* _WORK REQUIRED_: Before answering, work out how many lines below contain the string "bank"; the reply is that number alone.
┄┄┄┄┄┄┄┄┄┄
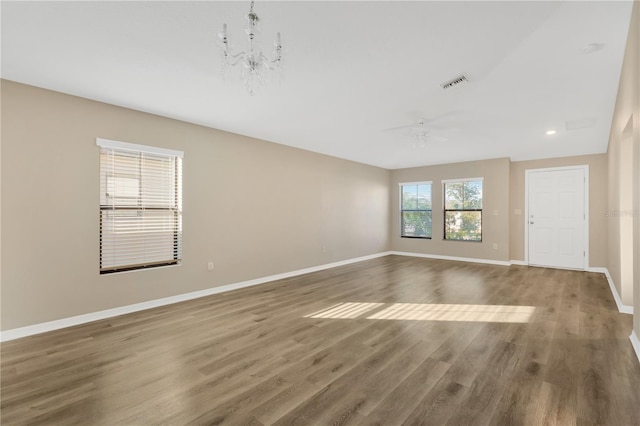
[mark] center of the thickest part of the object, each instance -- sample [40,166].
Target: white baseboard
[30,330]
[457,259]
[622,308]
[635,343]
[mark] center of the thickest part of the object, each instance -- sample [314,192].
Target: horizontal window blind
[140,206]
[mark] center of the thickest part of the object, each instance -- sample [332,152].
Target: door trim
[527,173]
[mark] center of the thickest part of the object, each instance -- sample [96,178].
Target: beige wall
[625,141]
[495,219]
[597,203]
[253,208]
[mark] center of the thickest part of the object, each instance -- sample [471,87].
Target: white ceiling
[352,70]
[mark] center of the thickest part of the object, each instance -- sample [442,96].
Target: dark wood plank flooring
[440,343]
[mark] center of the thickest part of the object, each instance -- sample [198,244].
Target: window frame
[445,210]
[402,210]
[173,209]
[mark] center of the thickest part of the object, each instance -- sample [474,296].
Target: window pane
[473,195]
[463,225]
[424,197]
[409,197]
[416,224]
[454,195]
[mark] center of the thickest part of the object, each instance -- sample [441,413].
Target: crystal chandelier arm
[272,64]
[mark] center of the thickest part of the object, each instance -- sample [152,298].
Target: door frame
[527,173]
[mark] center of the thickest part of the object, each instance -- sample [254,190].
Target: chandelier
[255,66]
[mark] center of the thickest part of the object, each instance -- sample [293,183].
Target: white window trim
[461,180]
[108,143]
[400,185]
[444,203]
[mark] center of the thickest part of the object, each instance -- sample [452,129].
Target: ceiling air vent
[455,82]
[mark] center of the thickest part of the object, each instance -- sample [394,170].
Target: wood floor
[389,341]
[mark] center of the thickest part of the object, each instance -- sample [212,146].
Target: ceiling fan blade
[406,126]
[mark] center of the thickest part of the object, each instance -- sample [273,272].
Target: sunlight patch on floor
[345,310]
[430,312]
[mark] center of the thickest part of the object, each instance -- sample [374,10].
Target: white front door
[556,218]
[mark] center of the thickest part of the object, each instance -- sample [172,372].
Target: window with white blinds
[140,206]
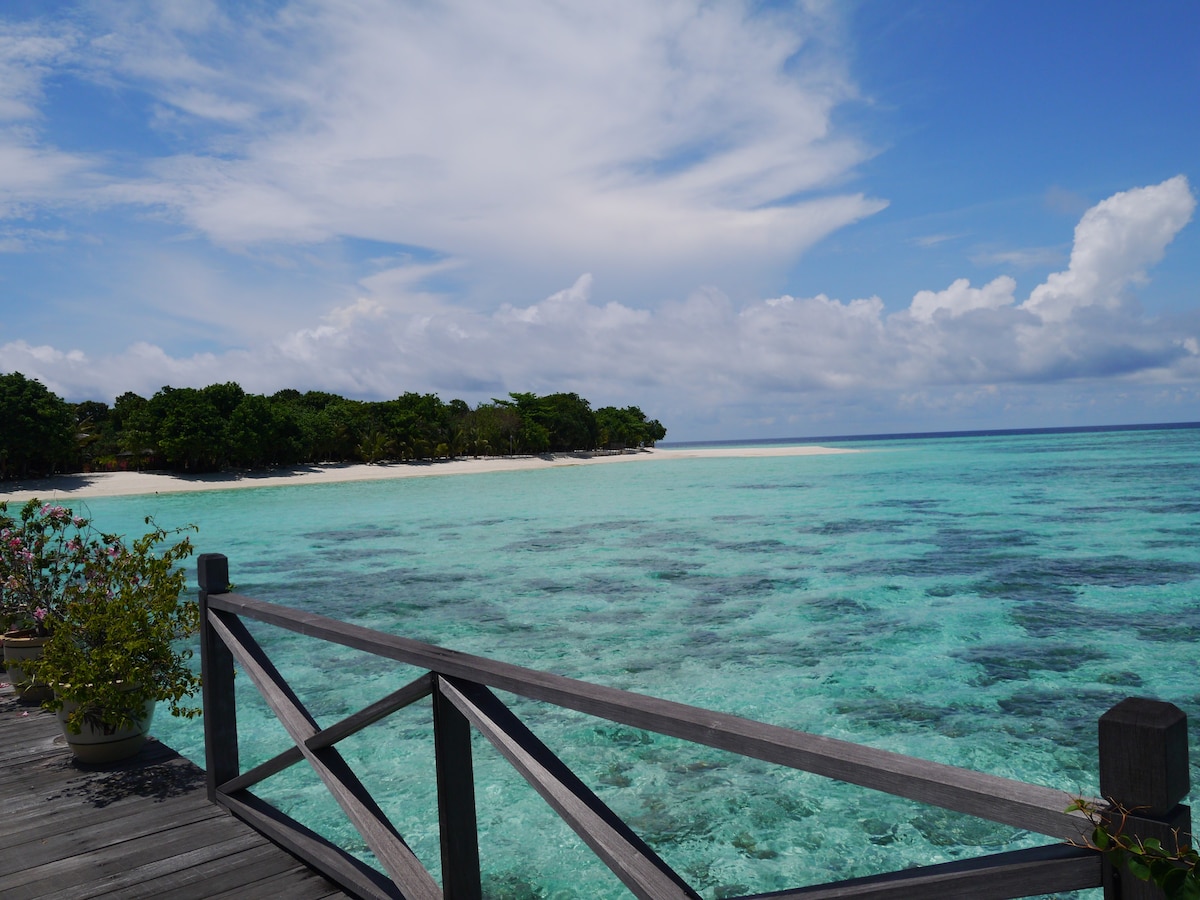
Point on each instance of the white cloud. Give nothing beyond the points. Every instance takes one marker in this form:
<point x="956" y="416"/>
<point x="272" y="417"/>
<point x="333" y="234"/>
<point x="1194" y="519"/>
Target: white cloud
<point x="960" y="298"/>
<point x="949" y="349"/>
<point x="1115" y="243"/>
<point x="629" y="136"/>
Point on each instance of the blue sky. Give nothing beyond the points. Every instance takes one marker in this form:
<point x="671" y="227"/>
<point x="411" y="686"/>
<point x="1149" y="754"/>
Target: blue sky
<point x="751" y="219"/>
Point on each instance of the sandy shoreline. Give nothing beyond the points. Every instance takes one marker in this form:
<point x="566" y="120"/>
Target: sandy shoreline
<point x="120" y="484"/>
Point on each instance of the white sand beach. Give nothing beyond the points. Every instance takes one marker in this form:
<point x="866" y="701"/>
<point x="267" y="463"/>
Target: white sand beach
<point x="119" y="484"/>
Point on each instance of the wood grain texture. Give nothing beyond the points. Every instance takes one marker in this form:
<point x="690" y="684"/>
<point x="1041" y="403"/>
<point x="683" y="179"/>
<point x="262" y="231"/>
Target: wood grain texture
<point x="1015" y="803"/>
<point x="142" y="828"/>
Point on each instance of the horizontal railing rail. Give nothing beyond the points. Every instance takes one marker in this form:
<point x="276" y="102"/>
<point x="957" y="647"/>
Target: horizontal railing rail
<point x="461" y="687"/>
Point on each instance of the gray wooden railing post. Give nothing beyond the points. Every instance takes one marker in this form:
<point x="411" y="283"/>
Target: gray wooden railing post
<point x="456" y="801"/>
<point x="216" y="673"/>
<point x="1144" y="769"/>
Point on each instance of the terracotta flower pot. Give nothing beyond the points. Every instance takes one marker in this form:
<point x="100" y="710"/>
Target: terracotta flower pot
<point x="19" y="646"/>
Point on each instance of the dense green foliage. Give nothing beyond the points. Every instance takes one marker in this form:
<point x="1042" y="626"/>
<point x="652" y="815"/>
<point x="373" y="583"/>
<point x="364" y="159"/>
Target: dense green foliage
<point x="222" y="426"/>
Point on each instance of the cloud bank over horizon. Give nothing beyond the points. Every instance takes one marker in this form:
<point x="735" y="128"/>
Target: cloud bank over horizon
┄┄┄┄┄┄┄┄┄┄
* _ANSWER SECTION_: 2